[Labeled point records]
──────

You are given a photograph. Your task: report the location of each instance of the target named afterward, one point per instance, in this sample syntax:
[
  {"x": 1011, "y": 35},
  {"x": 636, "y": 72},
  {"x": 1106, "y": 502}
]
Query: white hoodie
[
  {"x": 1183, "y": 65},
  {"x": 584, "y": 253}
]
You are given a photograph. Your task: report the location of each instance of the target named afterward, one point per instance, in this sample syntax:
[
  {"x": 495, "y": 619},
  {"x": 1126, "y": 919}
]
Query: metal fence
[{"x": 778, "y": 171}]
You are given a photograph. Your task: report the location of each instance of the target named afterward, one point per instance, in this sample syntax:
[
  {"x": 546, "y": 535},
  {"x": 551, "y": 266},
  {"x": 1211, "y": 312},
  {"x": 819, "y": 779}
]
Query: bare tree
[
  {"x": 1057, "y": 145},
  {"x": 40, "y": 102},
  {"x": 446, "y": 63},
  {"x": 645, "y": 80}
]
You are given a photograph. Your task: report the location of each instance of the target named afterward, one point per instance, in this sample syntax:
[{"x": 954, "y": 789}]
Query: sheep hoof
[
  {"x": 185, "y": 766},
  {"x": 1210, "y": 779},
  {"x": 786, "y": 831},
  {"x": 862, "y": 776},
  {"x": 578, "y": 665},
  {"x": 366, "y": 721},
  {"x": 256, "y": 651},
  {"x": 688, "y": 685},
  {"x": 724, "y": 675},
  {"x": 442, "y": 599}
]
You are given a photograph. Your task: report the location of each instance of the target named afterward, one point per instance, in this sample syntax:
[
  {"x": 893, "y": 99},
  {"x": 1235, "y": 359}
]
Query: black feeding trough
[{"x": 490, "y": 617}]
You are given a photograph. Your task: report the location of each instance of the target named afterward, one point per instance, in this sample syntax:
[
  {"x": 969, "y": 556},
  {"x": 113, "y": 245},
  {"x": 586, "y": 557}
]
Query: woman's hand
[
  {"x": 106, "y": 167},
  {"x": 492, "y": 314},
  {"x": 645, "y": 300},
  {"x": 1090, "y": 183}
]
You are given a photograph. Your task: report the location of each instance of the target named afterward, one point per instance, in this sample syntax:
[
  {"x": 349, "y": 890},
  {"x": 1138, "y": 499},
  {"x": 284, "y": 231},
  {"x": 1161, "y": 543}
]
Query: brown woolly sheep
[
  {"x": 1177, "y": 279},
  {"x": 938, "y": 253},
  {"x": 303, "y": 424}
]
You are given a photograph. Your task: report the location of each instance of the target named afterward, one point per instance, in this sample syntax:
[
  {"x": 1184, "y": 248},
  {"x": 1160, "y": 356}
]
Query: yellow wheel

──────

The task - Which lines in the data above contain the string "sheep", with case counting? Select each one and copy it in full.

Worked solution -
Query: sheep hoof
Query: brown woolly sheep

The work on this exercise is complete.